-- start of Document excerpt --

During my training to become a leadership coach, one of our activities involved working in pairs to practice listening skills. At that time, we did not focus on questioning or body language, which are, of course, essential. We focused on holding different attitudes and emotions as we listened to our partners. Switching back and forth, each of us told our “story” of hurt, anger, sorrow or other concern while the listener, without speaking, embodied an assigned attitude. These included pity, being nice, trying to fix, showing compassion and unconditional love.
When we finished with the activity, we shared with each other how we felt as we listened and as we repeated our story as we experienced different listener reactions.
I often think of this exercise when I am coaching clients because the experiences during each of the 3-4 minute sessions were so different. My partner was a man I did not previously know whose wife had died a few years before. He was raising their young daughter without her. He briefly told me about a few of the struggles he was experiencing and the loneliness he sometimes felt. I told him about an injustice I had experienced in my professional career that at that time seemed overwhelming.

-- end of Document excerpt --

## Parts of the exercise
1. According to the passage on the leadership coach listening exercise, how long did each session last?
2. In the passage on the leadership coach listening exercise, condense the paragraph beginning "During my training to become a leadership coach" into a short bulleted list that keeps its main facts.
3. Resume the passage on the leadership coach listening exercise right after its final sentence and continue it in the same voice.
The material after this point has no role in anything asked here.

-- start of Raw data --

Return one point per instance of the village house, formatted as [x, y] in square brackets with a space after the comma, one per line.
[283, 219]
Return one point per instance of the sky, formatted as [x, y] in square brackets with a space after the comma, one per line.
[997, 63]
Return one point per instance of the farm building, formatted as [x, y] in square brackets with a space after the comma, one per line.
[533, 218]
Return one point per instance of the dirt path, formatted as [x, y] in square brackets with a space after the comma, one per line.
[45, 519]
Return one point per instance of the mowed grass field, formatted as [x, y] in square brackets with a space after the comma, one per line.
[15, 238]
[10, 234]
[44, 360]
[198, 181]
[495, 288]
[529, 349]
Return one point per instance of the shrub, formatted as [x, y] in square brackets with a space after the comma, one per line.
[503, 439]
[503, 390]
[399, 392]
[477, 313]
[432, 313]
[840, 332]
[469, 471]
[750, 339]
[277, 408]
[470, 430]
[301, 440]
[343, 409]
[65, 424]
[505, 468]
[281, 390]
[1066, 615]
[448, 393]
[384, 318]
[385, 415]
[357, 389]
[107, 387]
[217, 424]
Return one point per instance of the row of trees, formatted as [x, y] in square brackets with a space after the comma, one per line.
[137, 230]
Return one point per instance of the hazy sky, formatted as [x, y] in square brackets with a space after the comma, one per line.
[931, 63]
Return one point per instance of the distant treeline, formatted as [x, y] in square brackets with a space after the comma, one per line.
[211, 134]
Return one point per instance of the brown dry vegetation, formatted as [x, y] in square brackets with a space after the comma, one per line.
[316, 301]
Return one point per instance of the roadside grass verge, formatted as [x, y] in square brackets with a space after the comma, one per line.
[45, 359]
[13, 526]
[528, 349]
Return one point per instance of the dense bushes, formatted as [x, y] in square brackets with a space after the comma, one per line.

-- end of Raw data --

## Results by task
1. Each session lasted 3-4 minutes.

2.
- During leadership coach training, participants worked in pairs to practice listening skills.
- The exercise did not focus on questioning or body language, though both are essential.
- It focused on holding different attitudes and emotions while listening.
- Partners took turns telling a "story" of hurt, anger, sorrow or another concern.
- The listener stayed silent and embodied an assigned attitude: pity, being nice, trying to fix, showing compassion, or unconditional love.

3.
I remember that when my partner embodied pity surrounding my professional situation, I had a momentary sense of anger. I felt as if I were dealing with an attitude of superiority. He said that when I took on the attitude of wanting to “fix” his concern, he felt resistance and did not want to continue telling me about how he was coping. Showing compassion got better results. However, it was hard to separate that emotion from pity.
The one attitude that formed a strong bond between us and that forged a continuing professional friendship was that of unconditional love.
When I extended and experienced unconditional love as he spoke, all barriers and pretense broke away. The two of us became two people sharing life experiences that neither of us could fix but that both of us honored. The very few moments of unconditional love were very powerful. After that session, we went on to share ideas as well as personal and professional experiences. In short, we became trusted friends.
Carl Rogers long ago introduced the idea of Unconditional Positive Regard, which means that the listener accepts the speaker without judgment even if he disagrees with the speaker’s opinions or actions. “Nothing feels so good as being understood, not evaluated or judged. When I try to share some feeling aspect of myself and my communication is met with evaluation, reassurance, distortion of my meaning, I know what it is to be alone,” he said.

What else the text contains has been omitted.